Exactly reproduce the lines from the line containing "mark: the innermost point of each instance of the green tree" to the end of the data below, inclusive, and nothing else.

━━━ Supplied records

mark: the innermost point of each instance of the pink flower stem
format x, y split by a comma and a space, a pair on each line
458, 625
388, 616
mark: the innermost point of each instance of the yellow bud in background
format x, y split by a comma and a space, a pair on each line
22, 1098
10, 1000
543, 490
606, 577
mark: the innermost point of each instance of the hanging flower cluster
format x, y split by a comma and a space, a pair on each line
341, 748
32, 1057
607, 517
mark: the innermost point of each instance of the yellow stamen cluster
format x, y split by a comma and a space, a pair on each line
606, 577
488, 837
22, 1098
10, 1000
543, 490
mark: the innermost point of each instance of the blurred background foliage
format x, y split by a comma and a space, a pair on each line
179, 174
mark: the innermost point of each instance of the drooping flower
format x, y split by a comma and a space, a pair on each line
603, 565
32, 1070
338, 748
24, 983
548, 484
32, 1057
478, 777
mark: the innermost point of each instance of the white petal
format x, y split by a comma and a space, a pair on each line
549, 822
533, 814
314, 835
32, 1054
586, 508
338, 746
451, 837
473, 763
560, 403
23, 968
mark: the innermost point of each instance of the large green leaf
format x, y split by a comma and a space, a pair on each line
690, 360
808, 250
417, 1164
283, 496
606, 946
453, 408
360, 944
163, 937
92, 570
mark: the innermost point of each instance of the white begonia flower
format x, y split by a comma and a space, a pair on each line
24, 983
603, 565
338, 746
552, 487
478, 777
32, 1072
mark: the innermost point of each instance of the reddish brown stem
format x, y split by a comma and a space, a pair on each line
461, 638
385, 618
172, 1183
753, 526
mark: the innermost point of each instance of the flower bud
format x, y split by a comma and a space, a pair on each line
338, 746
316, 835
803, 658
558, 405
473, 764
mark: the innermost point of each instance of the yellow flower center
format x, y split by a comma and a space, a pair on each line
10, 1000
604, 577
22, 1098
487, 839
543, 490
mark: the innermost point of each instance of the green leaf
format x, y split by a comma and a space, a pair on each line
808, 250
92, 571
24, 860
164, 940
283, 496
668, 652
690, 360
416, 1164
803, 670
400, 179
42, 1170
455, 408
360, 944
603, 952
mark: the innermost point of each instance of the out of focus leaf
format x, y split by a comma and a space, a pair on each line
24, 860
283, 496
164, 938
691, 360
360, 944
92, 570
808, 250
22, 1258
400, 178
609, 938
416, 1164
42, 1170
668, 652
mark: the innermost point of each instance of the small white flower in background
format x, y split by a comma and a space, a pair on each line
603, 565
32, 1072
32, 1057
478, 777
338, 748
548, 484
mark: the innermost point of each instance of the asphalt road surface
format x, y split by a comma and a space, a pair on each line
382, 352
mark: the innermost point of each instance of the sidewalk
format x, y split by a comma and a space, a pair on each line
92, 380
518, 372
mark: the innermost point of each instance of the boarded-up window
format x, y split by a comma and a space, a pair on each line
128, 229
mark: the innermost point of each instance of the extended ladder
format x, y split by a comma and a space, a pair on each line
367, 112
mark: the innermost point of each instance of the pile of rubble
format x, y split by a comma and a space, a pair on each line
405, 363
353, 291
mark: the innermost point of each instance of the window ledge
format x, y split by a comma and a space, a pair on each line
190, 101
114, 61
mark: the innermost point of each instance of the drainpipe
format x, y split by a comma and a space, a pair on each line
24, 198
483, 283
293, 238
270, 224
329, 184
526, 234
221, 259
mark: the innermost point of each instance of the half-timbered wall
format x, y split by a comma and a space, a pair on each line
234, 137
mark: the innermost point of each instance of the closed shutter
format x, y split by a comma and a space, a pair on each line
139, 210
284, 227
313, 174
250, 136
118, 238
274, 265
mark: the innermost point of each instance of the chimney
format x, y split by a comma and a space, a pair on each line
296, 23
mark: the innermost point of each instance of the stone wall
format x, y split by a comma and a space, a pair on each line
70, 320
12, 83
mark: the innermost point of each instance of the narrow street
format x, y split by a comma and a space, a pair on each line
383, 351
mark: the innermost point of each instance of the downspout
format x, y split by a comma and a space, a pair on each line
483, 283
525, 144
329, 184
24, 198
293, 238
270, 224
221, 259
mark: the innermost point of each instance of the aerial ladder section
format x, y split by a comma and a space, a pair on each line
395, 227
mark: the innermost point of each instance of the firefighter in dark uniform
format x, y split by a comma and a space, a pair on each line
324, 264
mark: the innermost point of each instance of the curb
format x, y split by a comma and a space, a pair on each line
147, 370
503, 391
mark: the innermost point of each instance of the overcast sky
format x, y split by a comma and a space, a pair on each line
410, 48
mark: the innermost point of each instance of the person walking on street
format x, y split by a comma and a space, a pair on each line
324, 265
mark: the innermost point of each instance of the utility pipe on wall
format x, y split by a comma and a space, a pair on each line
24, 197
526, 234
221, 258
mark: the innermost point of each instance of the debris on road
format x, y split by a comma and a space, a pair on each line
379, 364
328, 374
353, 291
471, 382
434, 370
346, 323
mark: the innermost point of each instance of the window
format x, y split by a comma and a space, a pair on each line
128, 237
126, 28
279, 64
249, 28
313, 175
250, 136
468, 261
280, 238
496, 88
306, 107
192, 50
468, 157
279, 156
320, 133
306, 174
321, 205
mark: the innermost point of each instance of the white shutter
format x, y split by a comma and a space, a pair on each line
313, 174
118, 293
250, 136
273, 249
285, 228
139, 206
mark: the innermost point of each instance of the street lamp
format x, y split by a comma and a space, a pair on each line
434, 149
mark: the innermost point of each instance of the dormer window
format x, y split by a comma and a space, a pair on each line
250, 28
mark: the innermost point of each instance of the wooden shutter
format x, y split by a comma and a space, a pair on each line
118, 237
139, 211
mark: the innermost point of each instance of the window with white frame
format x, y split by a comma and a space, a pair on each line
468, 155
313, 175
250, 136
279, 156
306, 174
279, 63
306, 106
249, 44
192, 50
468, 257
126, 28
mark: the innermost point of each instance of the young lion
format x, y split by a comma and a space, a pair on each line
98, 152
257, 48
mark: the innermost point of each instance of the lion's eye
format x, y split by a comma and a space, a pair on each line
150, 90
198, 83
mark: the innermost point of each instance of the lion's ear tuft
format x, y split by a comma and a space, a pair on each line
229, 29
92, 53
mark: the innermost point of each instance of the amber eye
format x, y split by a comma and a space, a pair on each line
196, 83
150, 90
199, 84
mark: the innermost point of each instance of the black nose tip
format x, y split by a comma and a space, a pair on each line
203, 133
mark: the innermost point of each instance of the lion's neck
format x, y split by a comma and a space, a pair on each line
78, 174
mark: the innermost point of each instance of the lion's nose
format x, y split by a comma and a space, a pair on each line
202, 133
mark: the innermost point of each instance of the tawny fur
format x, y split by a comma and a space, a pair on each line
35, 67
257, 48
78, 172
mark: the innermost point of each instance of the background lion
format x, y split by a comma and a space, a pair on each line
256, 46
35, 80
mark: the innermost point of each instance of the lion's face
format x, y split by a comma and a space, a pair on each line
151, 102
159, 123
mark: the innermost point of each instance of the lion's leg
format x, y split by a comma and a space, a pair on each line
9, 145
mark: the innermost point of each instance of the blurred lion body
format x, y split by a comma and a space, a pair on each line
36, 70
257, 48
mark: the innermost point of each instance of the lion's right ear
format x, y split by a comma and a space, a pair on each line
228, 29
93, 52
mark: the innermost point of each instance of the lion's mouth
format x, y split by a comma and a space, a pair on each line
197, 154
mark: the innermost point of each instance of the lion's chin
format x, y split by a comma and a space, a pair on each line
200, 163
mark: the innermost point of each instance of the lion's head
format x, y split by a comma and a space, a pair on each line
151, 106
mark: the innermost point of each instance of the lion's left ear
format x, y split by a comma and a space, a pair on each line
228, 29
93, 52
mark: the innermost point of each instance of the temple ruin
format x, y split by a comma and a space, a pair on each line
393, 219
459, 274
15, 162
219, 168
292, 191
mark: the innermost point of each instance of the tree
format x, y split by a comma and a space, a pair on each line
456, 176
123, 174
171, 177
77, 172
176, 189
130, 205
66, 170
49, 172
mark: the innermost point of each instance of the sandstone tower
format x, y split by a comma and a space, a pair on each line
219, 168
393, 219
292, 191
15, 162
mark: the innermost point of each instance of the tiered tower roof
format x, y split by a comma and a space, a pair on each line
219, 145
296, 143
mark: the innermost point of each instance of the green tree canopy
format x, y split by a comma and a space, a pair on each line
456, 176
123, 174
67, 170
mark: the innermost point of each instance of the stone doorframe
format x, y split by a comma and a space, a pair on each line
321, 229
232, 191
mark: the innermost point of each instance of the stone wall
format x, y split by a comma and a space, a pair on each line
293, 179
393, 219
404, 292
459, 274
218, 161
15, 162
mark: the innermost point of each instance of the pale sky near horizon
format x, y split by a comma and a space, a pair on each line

━━━━━━

Exercise result
mark: the innermost point of each instance of the green tree canopy
format x, y split by a comma and a space, a pair on each line
456, 176
123, 174
67, 170
mark: the innermost point of each instance of the stone doorframe
format x, y split by a comma and a space, a pair on each line
321, 229
232, 191
mark: the innermost point of each instance of the stone wall
format x, y split by a comma and a space, a pair on each line
293, 179
393, 219
404, 292
459, 274
218, 161
15, 162
mark: the innermost point of each instance of the pale sky near horizon
format x, y split by a comma and a space, a pair on each line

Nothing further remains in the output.